(Region pointing data)
Start of Block
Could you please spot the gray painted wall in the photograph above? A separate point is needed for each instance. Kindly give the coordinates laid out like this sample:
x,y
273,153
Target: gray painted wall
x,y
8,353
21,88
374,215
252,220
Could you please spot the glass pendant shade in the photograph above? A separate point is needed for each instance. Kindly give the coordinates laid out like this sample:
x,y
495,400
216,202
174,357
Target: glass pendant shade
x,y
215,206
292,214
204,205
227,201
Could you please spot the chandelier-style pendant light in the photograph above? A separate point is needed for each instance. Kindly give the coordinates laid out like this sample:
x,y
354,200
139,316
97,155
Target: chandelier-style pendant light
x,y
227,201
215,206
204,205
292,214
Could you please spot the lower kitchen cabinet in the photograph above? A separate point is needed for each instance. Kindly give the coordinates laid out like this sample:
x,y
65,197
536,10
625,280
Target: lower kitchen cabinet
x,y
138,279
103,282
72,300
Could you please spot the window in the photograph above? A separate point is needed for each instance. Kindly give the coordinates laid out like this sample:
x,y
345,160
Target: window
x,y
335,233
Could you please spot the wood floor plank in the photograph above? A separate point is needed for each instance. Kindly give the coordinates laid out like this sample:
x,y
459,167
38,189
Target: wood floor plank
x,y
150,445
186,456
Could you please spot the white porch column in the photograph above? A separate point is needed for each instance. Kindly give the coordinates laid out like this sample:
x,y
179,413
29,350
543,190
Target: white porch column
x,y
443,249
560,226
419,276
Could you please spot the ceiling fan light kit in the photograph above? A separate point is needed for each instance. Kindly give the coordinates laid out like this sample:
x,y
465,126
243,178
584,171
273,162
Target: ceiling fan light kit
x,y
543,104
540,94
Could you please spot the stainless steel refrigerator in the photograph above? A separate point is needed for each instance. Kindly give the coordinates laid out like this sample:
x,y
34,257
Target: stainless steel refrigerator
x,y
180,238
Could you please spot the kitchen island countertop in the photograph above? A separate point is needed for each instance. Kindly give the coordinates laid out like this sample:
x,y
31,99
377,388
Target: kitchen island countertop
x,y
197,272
End of Block
■ **Task brief**
Indicate how many lines in the records above contain the word "coordinates", giving only the number.

■ **Written answer**
10